Image point annotation entries:
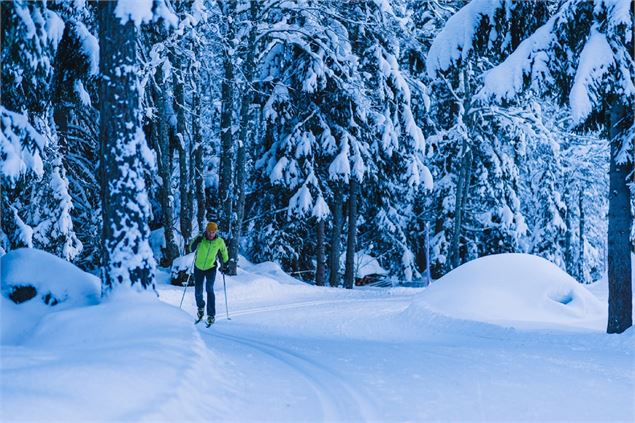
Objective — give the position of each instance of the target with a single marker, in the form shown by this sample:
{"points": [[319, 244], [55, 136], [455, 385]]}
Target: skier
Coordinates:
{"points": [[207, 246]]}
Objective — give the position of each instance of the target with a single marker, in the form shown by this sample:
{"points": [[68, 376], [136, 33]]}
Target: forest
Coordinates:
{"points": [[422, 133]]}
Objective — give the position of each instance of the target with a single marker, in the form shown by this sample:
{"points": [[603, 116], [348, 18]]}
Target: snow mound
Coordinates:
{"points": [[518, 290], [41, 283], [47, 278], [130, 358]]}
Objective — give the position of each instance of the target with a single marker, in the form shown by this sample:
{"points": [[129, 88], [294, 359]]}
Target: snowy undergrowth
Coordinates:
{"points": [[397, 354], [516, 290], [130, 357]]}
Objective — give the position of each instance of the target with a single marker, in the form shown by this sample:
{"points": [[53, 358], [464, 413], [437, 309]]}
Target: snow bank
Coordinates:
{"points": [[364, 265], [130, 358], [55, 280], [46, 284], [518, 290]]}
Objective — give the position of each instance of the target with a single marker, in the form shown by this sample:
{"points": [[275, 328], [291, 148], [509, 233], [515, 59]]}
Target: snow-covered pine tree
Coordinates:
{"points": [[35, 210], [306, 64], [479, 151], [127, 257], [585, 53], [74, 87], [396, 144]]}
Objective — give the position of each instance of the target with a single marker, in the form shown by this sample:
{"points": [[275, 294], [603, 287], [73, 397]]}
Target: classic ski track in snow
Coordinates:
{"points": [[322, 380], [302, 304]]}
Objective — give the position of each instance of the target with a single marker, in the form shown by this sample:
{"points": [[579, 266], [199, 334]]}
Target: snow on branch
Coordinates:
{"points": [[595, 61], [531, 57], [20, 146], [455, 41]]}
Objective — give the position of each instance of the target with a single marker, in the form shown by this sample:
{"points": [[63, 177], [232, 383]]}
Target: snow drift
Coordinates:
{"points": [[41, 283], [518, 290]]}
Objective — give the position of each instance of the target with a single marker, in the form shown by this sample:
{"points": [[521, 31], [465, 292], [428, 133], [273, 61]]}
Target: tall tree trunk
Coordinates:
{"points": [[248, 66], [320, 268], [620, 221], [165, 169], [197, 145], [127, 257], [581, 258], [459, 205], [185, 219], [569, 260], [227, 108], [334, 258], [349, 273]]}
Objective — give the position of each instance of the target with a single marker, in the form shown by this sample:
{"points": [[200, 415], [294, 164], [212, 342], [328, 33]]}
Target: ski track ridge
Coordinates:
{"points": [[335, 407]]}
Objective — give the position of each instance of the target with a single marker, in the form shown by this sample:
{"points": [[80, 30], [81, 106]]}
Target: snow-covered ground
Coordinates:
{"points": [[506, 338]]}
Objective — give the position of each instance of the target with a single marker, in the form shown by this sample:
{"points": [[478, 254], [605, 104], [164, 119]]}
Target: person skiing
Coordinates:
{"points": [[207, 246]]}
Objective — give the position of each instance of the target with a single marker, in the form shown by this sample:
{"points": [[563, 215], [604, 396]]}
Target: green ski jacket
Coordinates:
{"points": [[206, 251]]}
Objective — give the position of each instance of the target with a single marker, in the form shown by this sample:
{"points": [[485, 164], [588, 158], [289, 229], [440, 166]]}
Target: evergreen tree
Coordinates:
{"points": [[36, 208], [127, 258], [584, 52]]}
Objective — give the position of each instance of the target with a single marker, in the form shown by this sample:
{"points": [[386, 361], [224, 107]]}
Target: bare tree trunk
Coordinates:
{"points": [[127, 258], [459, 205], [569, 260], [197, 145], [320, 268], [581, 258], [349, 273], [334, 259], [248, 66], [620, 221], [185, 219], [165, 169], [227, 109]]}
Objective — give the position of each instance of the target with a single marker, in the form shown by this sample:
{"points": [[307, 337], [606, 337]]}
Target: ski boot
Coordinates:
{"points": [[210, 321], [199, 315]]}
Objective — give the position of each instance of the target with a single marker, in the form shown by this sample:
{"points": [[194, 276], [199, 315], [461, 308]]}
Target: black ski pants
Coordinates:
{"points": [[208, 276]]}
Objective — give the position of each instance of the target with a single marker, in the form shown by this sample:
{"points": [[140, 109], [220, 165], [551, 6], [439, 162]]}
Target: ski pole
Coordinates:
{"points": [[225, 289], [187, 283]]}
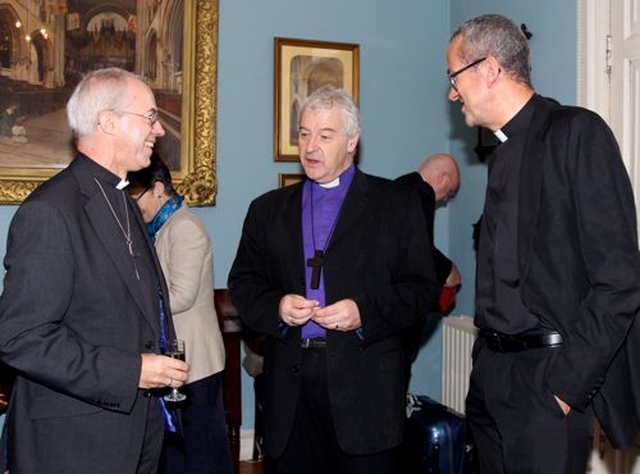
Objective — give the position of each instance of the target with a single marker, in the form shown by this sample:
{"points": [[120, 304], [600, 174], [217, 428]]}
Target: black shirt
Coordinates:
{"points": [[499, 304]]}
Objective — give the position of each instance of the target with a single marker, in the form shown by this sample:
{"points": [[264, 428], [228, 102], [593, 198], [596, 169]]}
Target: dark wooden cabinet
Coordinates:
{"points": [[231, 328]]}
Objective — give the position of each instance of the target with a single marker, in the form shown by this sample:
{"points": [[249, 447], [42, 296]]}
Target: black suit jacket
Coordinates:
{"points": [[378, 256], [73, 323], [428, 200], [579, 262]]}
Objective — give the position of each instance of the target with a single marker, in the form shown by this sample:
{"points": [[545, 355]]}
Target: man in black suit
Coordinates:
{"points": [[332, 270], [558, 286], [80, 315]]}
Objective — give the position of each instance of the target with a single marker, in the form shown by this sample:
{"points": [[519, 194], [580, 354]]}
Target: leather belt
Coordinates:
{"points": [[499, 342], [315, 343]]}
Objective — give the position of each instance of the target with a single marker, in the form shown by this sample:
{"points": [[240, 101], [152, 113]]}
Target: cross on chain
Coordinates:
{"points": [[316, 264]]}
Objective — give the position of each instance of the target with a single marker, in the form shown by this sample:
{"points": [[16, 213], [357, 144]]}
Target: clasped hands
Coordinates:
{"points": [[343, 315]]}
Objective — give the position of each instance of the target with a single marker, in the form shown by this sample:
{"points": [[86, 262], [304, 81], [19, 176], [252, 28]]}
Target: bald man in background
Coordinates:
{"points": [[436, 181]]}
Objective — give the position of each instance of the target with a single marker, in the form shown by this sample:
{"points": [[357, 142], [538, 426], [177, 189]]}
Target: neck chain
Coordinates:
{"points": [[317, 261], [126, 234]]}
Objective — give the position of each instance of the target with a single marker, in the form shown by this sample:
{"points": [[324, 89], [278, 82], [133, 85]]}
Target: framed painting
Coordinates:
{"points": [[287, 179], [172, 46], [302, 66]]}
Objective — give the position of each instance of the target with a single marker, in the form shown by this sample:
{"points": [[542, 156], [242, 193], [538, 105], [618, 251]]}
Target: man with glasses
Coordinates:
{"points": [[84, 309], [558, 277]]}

» **WHAT THIS TASK INVOLVES**
Retype every entry verbatim and exclude the pictures from the copy.

» **RESULT OF THE EXERCISE**
Objective — give the position of each instance of the target with a single marker, in the form shown by this sample:
{"points": [[319, 244], [55, 136], [455, 385]]}
Target: skier
Coordinates:
{"points": [[207, 246]]}
Objective — give the position of each instance of the target with a single marker, in the form shown by this sample:
{"points": [[68, 376], [136, 33]]}
Target: forest
Coordinates:
{"points": [[422, 133]]}
Objective — give the position of each instance of the target with a single marker, in the form shown by this sample:
{"points": [[603, 116], [348, 18]]}
Target: snow mound
Coordinates:
{"points": [[518, 290], [41, 283], [47, 278], [130, 358]]}
Objective — give the position of each instance of the target with a single marker, in the form shown by this sample:
{"points": [[129, 88], [294, 359]]}
Target: snowy undergrowth
Coordinates:
{"points": [[397, 354], [516, 290], [130, 357]]}
Objective — give the position of each instance of the target with a single marker, in the form shown by this sample:
{"points": [[53, 358], [464, 413], [437, 309]]}
Target: snow bank
Coordinates:
{"points": [[364, 265], [130, 358], [55, 280], [46, 284], [518, 290]]}
Objective — give the position of each instance of the target with a single marker, in the form shown by this sample:
{"points": [[275, 328], [291, 148], [509, 233], [515, 59]]}
Target: snow-covered pine tree
Coordinates:
{"points": [[35, 210], [306, 64], [479, 151], [127, 257], [585, 53], [74, 87], [396, 144]]}
Objective — give the position of each instance of the target with a single marker, in the form shown by this sample:
{"points": [[275, 294], [603, 287], [73, 397]]}
Target: classic ski track in snow
Coordinates:
{"points": [[322, 380], [302, 304]]}
Objective — give the position of each instance of the target with a single marker, in the form shown by this sample:
{"points": [[579, 266], [199, 334]]}
Target: snow on branch
Coordinates:
{"points": [[595, 61], [531, 57], [20, 146], [455, 41]]}
Objective — give the position of each instance of the target with a single marker, in the form shown by this sample:
{"points": [[63, 177], [232, 383]]}
Target: snow drift
Coordinates:
{"points": [[41, 283], [518, 290]]}
Objective — give the position of each instance of the target with a single marker, in the form shown by this sample:
{"points": [[521, 31], [465, 292], [428, 133], [273, 61]]}
Target: tall tree trunk
Coordinates:
{"points": [[248, 66], [320, 268], [620, 221], [165, 169], [197, 145], [127, 257], [581, 258], [459, 205], [185, 219], [569, 260], [227, 108], [334, 258], [349, 273]]}
Objective — give the position of each instance of the target with a single marker, in the form shown by this sample:
{"points": [[200, 415], [294, 164], [212, 342], [328, 33]]}
Target: ski track ridge
Coordinates:
{"points": [[335, 407]]}
Objective — give the position of each instance of the target with a single marker, in the form shown by this sample:
{"points": [[80, 30], [81, 106]]}
Target: snow-covered ground
Coordinates:
{"points": [[506, 338]]}
Objective — give the position of each instance of the target with a single marker, in the form shown by this sample:
{"points": [[478, 254], [605, 104], [164, 119]]}
Target: person skiing
Coordinates:
{"points": [[207, 246]]}
Objective — give the position of each instance of the target with a single marker, in the form shown by this sample:
{"points": [[563, 215], [604, 396]]}
Target: green ski jacket
Coordinates:
{"points": [[206, 251]]}
Objective — give the position of each instance of the target with a single marker, in the form shown by this sample:
{"points": [[485, 164], [588, 158], [289, 229], [440, 166]]}
Target: evergreen tree
Coordinates:
{"points": [[36, 208], [127, 258], [584, 52]]}
Objective — give the position of each instance of the target with a single marker, in the form shown by this sample:
{"points": [[386, 361], [224, 107]]}
Target: bare tree trunk
Coordinates:
{"points": [[127, 258], [459, 205], [569, 260], [197, 145], [320, 268], [581, 258], [349, 273], [334, 259], [248, 66], [620, 221], [185, 219], [165, 169], [227, 109]]}
Objective — give the position of each instance of the target with a single marker, in the form shown by this sample:
{"points": [[307, 337], [606, 337]]}
Target: ski boot
Coordinates:
{"points": [[210, 321], [199, 315]]}
Objective — give the position of each instance of the target with a single marker, in the form shown by this sample:
{"points": [[194, 276], [199, 315], [461, 308]]}
Target: black ski pants
Coordinates:
{"points": [[208, 276]]}
Objective — give the position of each instance of the target with a single marker, in the form shown by this sample:
{"points": [[140, 109], [220, 165], [551, 6], [439, 162]]}
Target: ski pole
Coordinates:
{"points": [[225, 289], [187, 283]]}
Objective — give the position of each instance of the target with a single marker, in the form shown by this sample:
{"points": [[120, 304], [600, 174], [217, 428]]}
Target: black shirt
Coordinates:
{"points": [[499, 304]]}
Objective — give the position of each instance of the target with a single marker, in the form shown by this sample:
{"points": [[264, 428], [228, 102], [593, 198], [596, 169]]}
Target: dark wooden cabinet
Coordinates:
{"points": [[231, 328]]}
Objective — give the position of each instance of the target with a single marker, in the form shown by this sample:
{"points": [[249, 447], [42, 296]]}
Target: black suit jacket
Coordinates:
{"points": [[378, 256], [73, 323], [428, 200], [579, 262]]}
Objective — give the position of each instance of the target with a single marker, in the form shown by this sample:
{"points": [[545, 355]]}
Target: man in black suit
Coordinates:
{"points": [[332, 270], [558, 286], [80, 315]]}
Objective — give the position of each instance of the target with a single marker, in the form shown by this sample:
{"points": [[519, 194], [580, 354]]}
Target: leather belt
Coordinates:
{"points": [[499, 342], [315, 343]]}
Objective — give the position of each instance of the target with a single marker, in the form shown by this sample:
{"points": [[240, 101], [152, 113]]}
Target: cross on chain
Coordinates:
{"points": [[316, 264]]}
Objective — give the position of each instance of the target with a single marker, in the form shown by this sample:
{"points": [[16, 213], [357, 144]]}
Target: clasped hands
Coordinates:
{"points": [[343, 315]]}
Objective — give the position of each instance of the target with a single marker, in the form shown by this sample:
{"points": [[86, 262], [304, 81], [19, 176], [252, 28]]}
Target: bald man in background
Coordinates:
{"points": [[436, 181]]}
Objective — give the position of each instance of the target with a single marker, in the form shown by this sample:
{"points": [[357, 142], [538, 426], [177, 189]]}
Target: neck chain
Coordinates:
{"points": [[317, 261], [126, 234]]}
Objective — give the position of each instance of the target with a single marker, in the form shown by this sample:
{"points": [[324, 89], [278, 82], [133, 85]]}
Target: framed painting
Coordinates:
{"points": [[287, 179], [172, 46], [302, 66]]}
Objective — give the position of each instance of the target with a single marker, in the form shown by this sample:
{"points": [[542, 156], [242, 193], [538, 105], [618, 251]]}
Target: man with glasses
Coordinates:
{"points": [[84, 309], [558, 277]]}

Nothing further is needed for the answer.